Repeat the listing below in full, exactly as it stands.
##############################
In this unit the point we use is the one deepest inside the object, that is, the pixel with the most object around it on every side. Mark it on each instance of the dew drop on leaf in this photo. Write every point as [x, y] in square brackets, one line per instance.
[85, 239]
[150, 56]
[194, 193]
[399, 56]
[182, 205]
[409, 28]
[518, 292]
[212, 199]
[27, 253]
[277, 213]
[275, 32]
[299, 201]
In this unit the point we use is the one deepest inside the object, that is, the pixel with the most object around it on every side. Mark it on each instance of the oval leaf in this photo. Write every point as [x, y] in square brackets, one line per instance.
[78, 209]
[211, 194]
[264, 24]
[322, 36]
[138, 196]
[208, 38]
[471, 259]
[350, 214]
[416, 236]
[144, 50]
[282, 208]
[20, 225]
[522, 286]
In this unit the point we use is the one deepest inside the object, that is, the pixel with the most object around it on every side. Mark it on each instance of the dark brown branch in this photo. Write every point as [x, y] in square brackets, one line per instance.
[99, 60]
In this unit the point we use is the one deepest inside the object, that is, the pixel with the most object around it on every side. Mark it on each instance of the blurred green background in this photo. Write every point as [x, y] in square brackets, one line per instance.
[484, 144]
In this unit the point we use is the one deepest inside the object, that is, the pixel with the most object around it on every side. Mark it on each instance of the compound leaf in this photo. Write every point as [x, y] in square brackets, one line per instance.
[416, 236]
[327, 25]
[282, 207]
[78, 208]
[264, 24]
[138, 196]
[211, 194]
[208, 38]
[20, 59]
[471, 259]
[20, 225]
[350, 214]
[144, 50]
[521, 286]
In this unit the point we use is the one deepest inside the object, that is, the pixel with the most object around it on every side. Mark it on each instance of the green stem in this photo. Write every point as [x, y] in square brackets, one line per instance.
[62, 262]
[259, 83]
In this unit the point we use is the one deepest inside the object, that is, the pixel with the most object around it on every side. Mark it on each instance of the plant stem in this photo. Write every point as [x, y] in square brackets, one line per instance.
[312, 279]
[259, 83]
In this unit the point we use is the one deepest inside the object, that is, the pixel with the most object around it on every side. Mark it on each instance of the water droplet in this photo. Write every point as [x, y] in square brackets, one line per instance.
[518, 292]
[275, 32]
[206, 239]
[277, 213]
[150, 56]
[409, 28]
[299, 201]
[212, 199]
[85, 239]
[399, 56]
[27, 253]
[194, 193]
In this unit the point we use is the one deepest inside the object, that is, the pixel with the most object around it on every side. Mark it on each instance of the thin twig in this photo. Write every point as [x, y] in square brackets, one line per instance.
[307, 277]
##############################
THE ANSWER:
In this unit the point we use is the one deepest inside the object, that is, the pixel with the most object around it on every side. Mark it on each instance of the dew drop on leaf in this photo. Write every point as [x, y] in square brackets, one line per instance.
[85, 239]
[150, 56]
[194, 193]
[399, 56]
[182, 205]
[409, 28]
[518, 292]
[212, 199]
[27, 253]
[277, 213]
[275, 32]
[299, 201]
In this unit the point we use is the one deepest inside the object, that is, the pixel with the most object around it on every side. Mark it on each instance of the oval leaf in this photo. Write every point as [x, y] in square brackets, one line per instance.
[78, 209]
[211, 194]
[264, 24]
[322, 36]
[138, 196]
[208, 38]
[471, 259]
[350, 214]
[416, 236]
[144, 50]
[282, 208]
[20, 225]
[522, 286]
In this unit the point we use is the one deepest inside the object, that is, the pixel with the most object around it on every side. Mark it on each instance of the dark brown branch in this photo. Write every point as [x, y] in square brackets, one line per instance.
[99, 60]
In this unit the point we use is the one deepest inside the object, that is, the pixel with the most object around it on every side. Mark it on each instance of the blurred green background in this photo. Write every point as [x, y] in square brackets, one line per instance.
[484, 144]
In this unit the point we use is the one deepest inside the object, that is, the pixel with the most object around it on every side. Mark it on each instance of the compound leaf in this photo. Write every point as [x, y] in square brackets, one line per instance.
[416, 236]
[327, 25]
[282, 207]
[78, 208]
[264, 24]
[138, 196]
[211, 194]
[208, 38]
[20, 59]
[471, 259]
[20, 225]
[350, 214]
[144, 50]
[521, 286]
In this unit the point we use is the one deepest inside the object, that is, the pixel with the most object around it on every side. Mark it on each instance of the green stem in this photo. Write every point as [x, y] in square brackets, one line per instance.
[62, 262]
[259, 83]
In this unit the point we use is the one deepest inside the object, that is, the pixel with the most object around it on every side. Mark it on each instance of the plant stem in this photo. Write every point as [x, y] in square brackets, one line per instance.
[312, 279]
[259, 83]
In this unit the point we use is the one deepest inside the object, that is, the pixel with the most object around it on every side. Mark it on each instance of the water droplet in this photo. Write every point as [x, y] in square brackets, one line per instance.
[518, 292]
[275, 32]
[206, 239]
[277, 213]
[150, 56]
[409, 28]
[299, 201]
[212, 199]
[85, 239]
[399, 56]
[27, 253]
[194, 193]
In this unit the point we use is the one deepest inside the object, that is, the pixel with the most object around it on every side. Mark it on each instance of the thin twig in this photo. Write every point as [x, y] in square brackets, one line per instance.
[307, 277]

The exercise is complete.